» Short task a: Pull out every line of the records that contains the string "person". Case counts.

━━ Given passage

5.18.22 - New York policymakers mull landmark shift in renewables ownership

' New York lawmakers and the state’s utility regulator are contemplating seismic changes over who gets to build, own and operate new renewable projects.

The state moved to deregulate the electricity business in the 1990s — creating a competitive market and requiring utilities to sell off their power plants — in a bid to lower prices for consumers. But now the state has a new goal for its electricity system enshrined in law: 70 percent renewable electricity by 2030 and zero emissions by 2040.

Right now, the state is relying on the private market to deliver on those goals by offering long-term payments for new renewable projects through NYSERDA. Two bills that have moved forward recently in the Legislature would enable investor-owned utilities and the New York Power Authority to develop and own such projects, alarming the private renewable developers and power plant owners.

The Public Service Commission last week also reopened the issue of utility ownership of renewables, seeking comments from interested parties on the hotly contested topic.

━━━━
━━ Exercise materials

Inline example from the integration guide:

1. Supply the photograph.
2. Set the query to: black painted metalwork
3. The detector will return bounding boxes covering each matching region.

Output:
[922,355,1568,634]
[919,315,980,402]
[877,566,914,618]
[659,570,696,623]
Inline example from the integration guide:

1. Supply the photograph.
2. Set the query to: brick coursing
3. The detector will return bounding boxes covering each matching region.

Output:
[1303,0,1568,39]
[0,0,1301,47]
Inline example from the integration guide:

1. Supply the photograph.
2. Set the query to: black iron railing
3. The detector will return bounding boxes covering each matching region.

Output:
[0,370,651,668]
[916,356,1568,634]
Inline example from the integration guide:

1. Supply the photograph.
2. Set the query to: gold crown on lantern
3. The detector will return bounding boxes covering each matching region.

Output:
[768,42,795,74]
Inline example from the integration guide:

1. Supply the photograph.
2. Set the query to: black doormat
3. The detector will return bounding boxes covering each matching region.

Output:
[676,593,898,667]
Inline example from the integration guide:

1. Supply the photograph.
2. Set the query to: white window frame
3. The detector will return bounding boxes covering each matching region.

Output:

━━━━
━━ Exercise materials

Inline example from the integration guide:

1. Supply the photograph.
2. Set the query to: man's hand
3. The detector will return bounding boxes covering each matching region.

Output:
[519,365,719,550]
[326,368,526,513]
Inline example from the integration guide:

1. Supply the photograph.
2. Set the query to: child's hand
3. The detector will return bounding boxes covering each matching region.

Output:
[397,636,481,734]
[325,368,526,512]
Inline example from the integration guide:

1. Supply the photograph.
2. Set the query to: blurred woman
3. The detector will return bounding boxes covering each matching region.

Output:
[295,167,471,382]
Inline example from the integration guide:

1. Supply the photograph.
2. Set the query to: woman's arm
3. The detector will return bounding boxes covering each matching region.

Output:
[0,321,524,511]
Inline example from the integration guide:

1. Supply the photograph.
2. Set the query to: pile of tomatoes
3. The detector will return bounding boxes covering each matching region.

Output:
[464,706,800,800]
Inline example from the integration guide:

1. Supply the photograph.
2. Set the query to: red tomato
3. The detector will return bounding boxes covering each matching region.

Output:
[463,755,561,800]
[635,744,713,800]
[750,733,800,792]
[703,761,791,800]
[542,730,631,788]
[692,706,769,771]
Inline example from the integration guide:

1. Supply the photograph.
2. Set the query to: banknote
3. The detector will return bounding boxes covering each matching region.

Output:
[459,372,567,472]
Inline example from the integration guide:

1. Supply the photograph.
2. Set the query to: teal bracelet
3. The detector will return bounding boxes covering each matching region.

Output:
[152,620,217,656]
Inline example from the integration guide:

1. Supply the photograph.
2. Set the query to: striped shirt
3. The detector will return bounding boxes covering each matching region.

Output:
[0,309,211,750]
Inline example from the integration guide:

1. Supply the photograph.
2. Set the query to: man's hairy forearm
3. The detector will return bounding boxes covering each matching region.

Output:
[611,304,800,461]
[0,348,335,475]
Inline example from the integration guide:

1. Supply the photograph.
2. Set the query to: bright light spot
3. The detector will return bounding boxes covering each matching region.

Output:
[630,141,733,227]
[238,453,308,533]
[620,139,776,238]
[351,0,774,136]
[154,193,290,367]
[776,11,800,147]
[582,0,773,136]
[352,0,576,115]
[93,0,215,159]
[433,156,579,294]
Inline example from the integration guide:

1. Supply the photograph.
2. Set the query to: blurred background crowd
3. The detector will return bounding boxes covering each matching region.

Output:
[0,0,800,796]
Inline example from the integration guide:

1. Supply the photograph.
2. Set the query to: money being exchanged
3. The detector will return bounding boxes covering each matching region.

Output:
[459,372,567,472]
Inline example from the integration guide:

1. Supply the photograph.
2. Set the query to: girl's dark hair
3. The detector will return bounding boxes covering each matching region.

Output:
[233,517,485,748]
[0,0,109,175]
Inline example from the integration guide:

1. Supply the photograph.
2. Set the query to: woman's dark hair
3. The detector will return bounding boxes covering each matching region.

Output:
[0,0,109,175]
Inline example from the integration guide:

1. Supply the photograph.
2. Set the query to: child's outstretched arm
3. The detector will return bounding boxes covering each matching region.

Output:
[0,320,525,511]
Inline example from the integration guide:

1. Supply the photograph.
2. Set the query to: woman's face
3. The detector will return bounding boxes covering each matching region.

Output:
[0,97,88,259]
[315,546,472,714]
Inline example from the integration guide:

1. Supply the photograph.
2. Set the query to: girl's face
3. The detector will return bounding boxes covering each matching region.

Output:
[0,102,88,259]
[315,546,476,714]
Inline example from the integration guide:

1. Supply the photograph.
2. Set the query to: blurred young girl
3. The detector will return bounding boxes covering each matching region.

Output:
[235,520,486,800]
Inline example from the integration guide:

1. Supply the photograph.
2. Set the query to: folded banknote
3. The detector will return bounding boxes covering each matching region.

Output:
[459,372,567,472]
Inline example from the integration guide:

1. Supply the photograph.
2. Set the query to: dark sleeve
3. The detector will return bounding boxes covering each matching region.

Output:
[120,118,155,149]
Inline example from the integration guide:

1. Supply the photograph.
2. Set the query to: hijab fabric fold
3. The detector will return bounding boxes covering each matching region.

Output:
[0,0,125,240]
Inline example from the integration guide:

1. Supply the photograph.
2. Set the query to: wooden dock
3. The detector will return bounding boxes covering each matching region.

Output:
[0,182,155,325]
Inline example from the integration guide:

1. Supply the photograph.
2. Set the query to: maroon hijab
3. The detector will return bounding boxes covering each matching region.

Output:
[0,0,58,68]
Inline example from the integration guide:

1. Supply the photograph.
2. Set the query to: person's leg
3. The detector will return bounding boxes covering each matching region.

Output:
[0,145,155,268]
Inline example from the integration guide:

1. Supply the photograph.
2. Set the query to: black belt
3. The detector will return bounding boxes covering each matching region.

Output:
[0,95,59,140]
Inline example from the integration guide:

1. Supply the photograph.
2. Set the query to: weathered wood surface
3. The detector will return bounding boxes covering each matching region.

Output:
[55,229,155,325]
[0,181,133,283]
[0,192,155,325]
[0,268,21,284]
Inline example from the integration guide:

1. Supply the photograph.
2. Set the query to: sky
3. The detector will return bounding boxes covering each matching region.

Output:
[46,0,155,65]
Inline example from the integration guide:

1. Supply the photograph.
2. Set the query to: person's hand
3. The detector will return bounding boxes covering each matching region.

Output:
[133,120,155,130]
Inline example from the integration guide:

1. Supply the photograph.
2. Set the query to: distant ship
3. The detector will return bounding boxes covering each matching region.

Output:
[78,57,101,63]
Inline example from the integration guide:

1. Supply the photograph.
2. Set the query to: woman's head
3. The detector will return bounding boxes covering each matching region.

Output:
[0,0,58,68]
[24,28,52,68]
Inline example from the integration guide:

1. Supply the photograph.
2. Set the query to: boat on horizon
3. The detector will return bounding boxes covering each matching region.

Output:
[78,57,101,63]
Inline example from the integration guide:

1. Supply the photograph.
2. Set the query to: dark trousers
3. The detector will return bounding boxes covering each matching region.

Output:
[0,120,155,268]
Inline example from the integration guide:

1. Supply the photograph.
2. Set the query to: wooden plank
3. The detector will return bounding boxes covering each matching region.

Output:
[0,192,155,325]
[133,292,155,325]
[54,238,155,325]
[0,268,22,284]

━━━━

» Short task b: List each government body or agency that the New York renewables-ownership article names with a capitalized proper name.

» Written reply a:
2. Set the query to: person's leg
2. Set the query to: person's hand

» Written reply b:
- NYSERDA
- the Legislature
- the New York Power Authority
- the Public Service Commission